:: TASK DESCRIPTION ::
In the records below, count every line that contains the word "with" and report only the total.

:: SUPPLIED ENTRIES ::
========

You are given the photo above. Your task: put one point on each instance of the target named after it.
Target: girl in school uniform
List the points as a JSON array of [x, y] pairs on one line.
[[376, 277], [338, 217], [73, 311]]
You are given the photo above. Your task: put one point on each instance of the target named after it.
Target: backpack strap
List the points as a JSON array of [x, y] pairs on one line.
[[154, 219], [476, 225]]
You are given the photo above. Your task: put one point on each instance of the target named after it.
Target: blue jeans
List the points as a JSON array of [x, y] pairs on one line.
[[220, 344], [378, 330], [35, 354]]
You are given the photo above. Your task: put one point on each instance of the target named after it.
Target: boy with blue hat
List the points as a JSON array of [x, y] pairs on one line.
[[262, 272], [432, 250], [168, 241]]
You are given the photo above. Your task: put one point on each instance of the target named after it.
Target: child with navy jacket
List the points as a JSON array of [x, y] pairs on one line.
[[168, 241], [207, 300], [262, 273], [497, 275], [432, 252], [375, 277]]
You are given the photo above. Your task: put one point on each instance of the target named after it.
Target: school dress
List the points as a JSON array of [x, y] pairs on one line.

========

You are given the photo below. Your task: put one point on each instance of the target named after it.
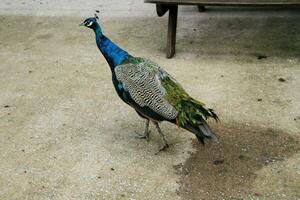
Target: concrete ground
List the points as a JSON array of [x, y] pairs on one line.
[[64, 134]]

========

:: EXERCISE SOLUTION ::
2